# Which mens pro going to walk away with Buckle in Paris, Tx.



## Daniel Boone (May 31, 2002)

Lots of guys right there knocking on the door in Florida and Monroe.

Young rookie proved he aint skarred. Can he win one his first year? Wouldnt it be awesome to do it in his home state of Texas! Justin Bethal

Chris Hacker just a shot or two away.


Wind can always be big factor in the shoot downs in Paris.

Morgan and Hopkins seem to be doing what they do best. Win and show they know what it takes to win.


Danny Evans shooting consistantly as well as Jack Wallace.

List is long who capabale. Gillingham might be tough in windy shoot down if he gets there.


Good luck to all and lets here your favorites
DB


----------



## Padgett (Feb 5, 2010)

*DATA SECTION*:
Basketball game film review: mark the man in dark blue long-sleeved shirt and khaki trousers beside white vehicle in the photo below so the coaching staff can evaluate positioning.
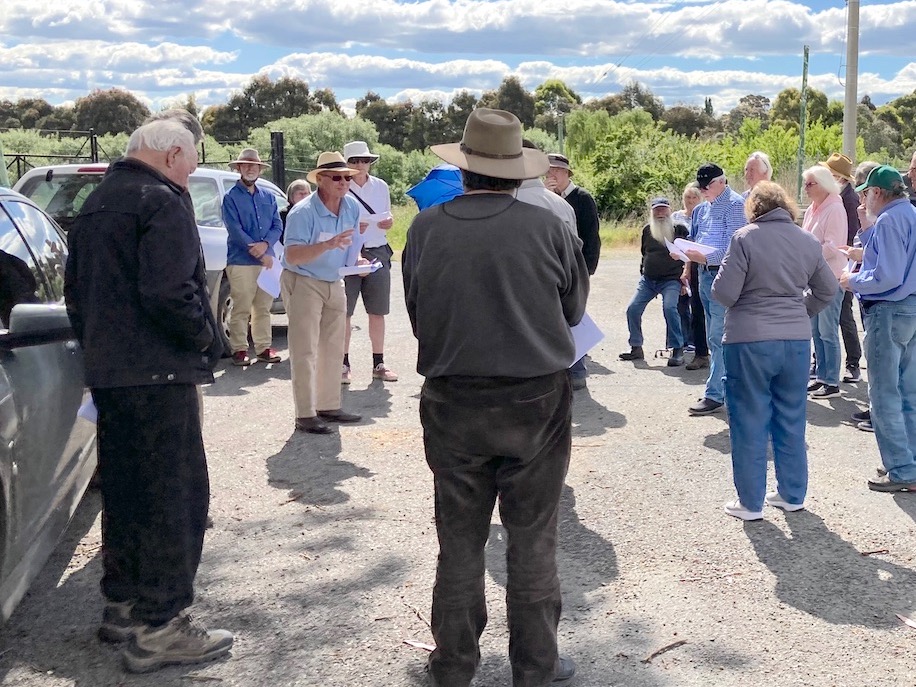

*PROBLEM*: Reproduce the forum post about the Paris, Texas buckle word for word, everything from "Danny Evans shooting" down to "(Feb 5, 2010)". The lines are not needed for what comes next.

*RESPONSE*:
Danny Evans shooting consistantly as well as Jack Wallace.

List is long who capabale. Gillingham might be tough in windy shoot down if he gets there.


Good luck to all and lets here your favorites
DB


----------



## Padgett (Feb 5, 2010)